### [Data supplied]
((
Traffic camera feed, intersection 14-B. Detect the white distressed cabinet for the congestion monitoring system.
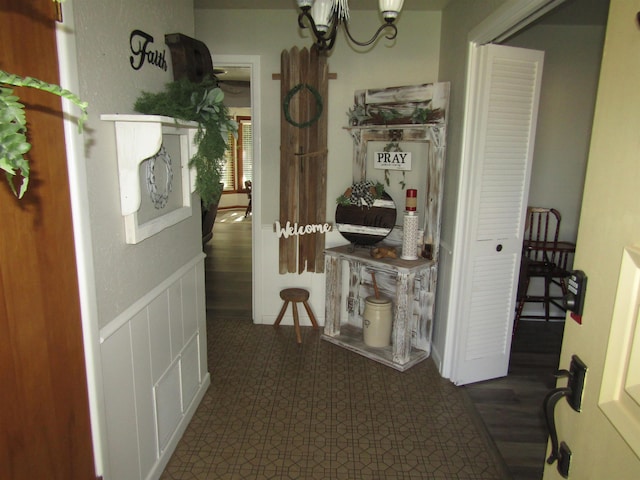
[322,83,449,371]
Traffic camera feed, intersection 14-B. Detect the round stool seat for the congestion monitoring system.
[280,288,309,302]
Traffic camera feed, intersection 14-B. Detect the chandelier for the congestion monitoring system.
[297,0,404,51]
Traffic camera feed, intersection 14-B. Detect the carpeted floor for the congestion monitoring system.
[161,318,508,480]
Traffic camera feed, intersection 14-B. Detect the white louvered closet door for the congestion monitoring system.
[452,45,544,385]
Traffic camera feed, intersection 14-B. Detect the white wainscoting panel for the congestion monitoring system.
[100,255,210,480]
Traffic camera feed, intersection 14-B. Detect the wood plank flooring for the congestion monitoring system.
[204,210,252,320]
[464,320,564,480]
[204,211,563,480]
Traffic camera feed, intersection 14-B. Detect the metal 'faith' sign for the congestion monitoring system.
[373,152,411,170]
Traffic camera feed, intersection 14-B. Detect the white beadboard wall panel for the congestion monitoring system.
[147,290,173,383]
[167,282,185,360]
[180,333,201,411]
[182,271,198,339]
[129,311,158,475]
[154,361,182,452]
[100,254,210,480]
[196,264,209,383]
[101,318,141,479]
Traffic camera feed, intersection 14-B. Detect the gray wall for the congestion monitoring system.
[74,0,202,327]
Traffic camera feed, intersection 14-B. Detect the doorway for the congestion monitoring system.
[441,0,599,384]
[212,55,261,319]
[501,0,608,360]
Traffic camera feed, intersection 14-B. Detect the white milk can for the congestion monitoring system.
[362,296,392,347]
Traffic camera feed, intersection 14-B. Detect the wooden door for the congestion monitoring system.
[544,0,640,480]
[451,45,544,385]
[0,0,96,480]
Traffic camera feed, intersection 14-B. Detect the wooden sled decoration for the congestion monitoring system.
[279,47,329,274]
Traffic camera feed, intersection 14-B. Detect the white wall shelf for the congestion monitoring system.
[100,114,198,244]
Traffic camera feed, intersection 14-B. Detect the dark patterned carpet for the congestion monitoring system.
[161,318,508,480]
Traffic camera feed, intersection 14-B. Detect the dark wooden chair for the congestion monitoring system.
[514,207,576,328]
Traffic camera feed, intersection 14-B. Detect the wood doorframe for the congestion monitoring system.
[440,0,565,378]
[0,0,99,479]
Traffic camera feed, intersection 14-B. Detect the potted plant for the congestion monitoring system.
[0,70,87,198]
[133,78,238,208]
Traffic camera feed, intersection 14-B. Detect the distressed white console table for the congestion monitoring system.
[322,245,437,371]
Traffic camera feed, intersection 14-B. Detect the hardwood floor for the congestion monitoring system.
[204,211,564,480]
[204,210,252,320]
[464,320,564,480]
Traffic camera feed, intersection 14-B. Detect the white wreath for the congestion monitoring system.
[147,145,173,210]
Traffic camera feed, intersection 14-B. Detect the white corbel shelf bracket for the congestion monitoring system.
[100,114,198,216]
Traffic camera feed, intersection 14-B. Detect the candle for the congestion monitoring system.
[405,188,418,212]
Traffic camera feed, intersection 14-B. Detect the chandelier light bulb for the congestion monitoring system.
[296,0,404,52]
[311,0,333,33]
[378,0,404,22]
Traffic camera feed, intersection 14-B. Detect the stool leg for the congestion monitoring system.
[291,302,302,343]
[302,300,318,330]
[273,300,288,327]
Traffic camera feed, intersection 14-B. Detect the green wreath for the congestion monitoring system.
[282,83,322,128]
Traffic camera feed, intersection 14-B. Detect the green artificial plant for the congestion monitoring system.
[0,70,87,198]
[0,0,87,198]
[133,78,238,208]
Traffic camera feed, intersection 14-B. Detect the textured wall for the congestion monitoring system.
[74,0,201,327]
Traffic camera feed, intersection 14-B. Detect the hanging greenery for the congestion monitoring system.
[133,78,238,208]
[0,70,88,198]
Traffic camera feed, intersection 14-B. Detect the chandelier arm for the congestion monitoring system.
[343,22,398,47]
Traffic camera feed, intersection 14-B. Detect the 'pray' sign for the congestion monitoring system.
[373,152,411,170]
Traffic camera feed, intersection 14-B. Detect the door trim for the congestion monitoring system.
[56,0,109,478]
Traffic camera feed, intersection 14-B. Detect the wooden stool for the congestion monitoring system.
[273,288,318,343]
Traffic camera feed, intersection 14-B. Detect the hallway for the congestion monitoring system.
[161,212,553,480]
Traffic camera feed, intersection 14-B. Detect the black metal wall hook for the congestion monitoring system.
[543,387,571,465]
[543,355,587,465]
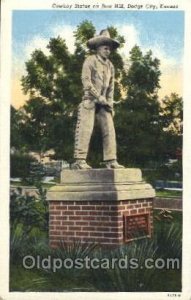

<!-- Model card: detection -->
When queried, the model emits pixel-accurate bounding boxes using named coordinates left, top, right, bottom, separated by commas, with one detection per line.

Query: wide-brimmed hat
left=87, top=29, right=120, bottom=50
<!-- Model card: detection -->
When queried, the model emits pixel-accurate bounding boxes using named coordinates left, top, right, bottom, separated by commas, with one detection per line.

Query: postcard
left=0, top=0, right=191, bottom=299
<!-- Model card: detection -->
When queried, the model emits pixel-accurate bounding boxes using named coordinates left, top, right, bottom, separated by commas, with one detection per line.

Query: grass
left=10, top=210, right=182, bottom=292
left=156, top=189, right=182, bottom=198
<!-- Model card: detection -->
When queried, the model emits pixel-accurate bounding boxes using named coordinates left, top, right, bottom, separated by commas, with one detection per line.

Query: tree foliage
left=12, top=20, right=182, bottom=166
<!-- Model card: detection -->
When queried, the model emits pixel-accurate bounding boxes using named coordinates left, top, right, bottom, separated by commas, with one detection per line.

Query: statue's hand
left=97, top=96, right=108, bottom=106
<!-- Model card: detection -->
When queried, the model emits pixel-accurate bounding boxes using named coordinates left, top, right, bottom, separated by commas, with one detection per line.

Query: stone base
left=47, top=169, right=155, bottom=247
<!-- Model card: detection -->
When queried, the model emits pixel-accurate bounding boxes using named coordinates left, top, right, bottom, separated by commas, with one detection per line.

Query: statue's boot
left=71, top=159, right=91, bottom=169
left=102, top=159, right=125, bottom=169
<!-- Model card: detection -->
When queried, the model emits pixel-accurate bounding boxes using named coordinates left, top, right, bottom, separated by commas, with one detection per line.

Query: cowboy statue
left=72, top=30, right=124, bottom=169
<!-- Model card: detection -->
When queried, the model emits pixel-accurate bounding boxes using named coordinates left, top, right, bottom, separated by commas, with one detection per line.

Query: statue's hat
left=87, top=29, right=120, bottom=50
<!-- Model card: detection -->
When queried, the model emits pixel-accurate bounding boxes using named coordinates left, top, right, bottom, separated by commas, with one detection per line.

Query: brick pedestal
left=48, top=169, right=155, bottom=247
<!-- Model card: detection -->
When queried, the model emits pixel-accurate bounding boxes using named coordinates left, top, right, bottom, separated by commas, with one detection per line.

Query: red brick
left=82, top=226, right=96, bottom=231
left=82, top=216, right=97, bottom=221
left=89, top=211, right=101, bottom=216
left=75, top=211, right=89, bottom=216
left=104, top=232, right=119, bottom=238
left=63, top=231, right=75, bottom=236
left=82, top=205, right=95, bottom=210
left=76, top=221, right=89, bottom=226
left=103, top=211, right=120, bottom=217
left=69, top=226, right=81, bottom=231
left=95, top=205, right=108, bottom=211
left=69, top=216, right=81, bottom=221
left=62, top=210, right=74, bottom=216
left=127, top=205, right=135, bottom=209
left=62, top=221, right=74, bottom=225
left=96, top=227, right=110, bottom=232
left=49, top=230, right=61, bottom=235
left=49, top=221, right=61, bottom=225
left=51, top=210, right=61, bottom=216
left=68, top=205, right=81, bottom=210
left=119, top=205, right=125, bottom=210
left=90, top=232, right=103, bottom=237
left=56, top=216, right=68, bottom=221
left=54, top=205, right=63, bottom=210
left=76, top=231, right=89, bottom=237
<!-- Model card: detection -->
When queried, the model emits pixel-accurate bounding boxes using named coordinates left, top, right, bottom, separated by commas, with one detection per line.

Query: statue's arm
))
### [Stated problem]
Could you repeat only the entries from the line containing "Traffic camera feed, intersection 14-B. Detect the metal" through the line containing "[147,145,173,210]", swapping "milk can" for "milk jug" and leaving everything else unchanged?

### [Solution for this task]
Traffic camera feed, intersection 14-B. Detect the metal 'faith' sign for the congestion monitoring system.
[373,152,411,170]
Traffic camera feed, intersection 14-B. Detect the white beadboard wall panel for the congestion monitoring system.
[147,290,173,383]
[167,282,185,360]
[180,333,201,411]
[182,271,198,339]
[129,311,158,475]
[154,361,182,452]
[100,254,210,480]
[196,264,209,383]
[101,318,141,479]
Traffic camera feed, intersection 14-B. Detect the gray wall for the congestion monitoring system.
[74,0,202,327]
Traffic camera feed, intersection 14-B. Detect the doorway for the congestion monitoring system.
[441,0,599,384]
[212,55,261,319]
[501,0,608,360]
Traffic camera feed, intersection 14-B. Detect the white milk jug for the congestion monitoring system.
[362,296,392,347]
Traffic camera feed, intersection 14-B. Detect the wooden door for the congestion monitoring system.
[544,0,640,480]
[451,45,544,385]
[0,0,96,480]
Traffic camera feed, intersection 14-B. Detect the wooden sled decoration for the congestion monitoring system.
[279,47,329,274]
Traffic camera feed, intersection 14-B. Detect the white wall shelf for the congestion monitoring system.
[100,114,198,244]
Traffic camera feed, intersection 14-B. Detect the dark patterned carpet for the congestion monitoring system.
[161,318,508,480]
Traffic camera feed, intersection 14-B. Detect the dark wooden chair for the congestion monitoring system.
[514,207,576,328]
Traffic camera feed, intersection 14-B. Detect the wood doorframe for the congestion monitoring system.
[440,0,565,378]
[0,0,99,479]
Traffic camera feed, intersection 14-B. Detect the potted plant for the congestion monitoring system.
[0,70,87,198]
[133,78,238,208]
Traffic camera feed, intersection 14-B. Detect the distressed white console table for the congestion monitoring system.
[322,245,437,371]
Traffic camera feed, intersection 14-B. Detect the hardwood floor for the congestion monitoring system.
[204,211,564,480]
[204,210,252,320]
[464,320,564,480]
Traffic camera feed, intersection 14-B. Detect the white wreath for the congestion monitoring system.
[147,145,173,210]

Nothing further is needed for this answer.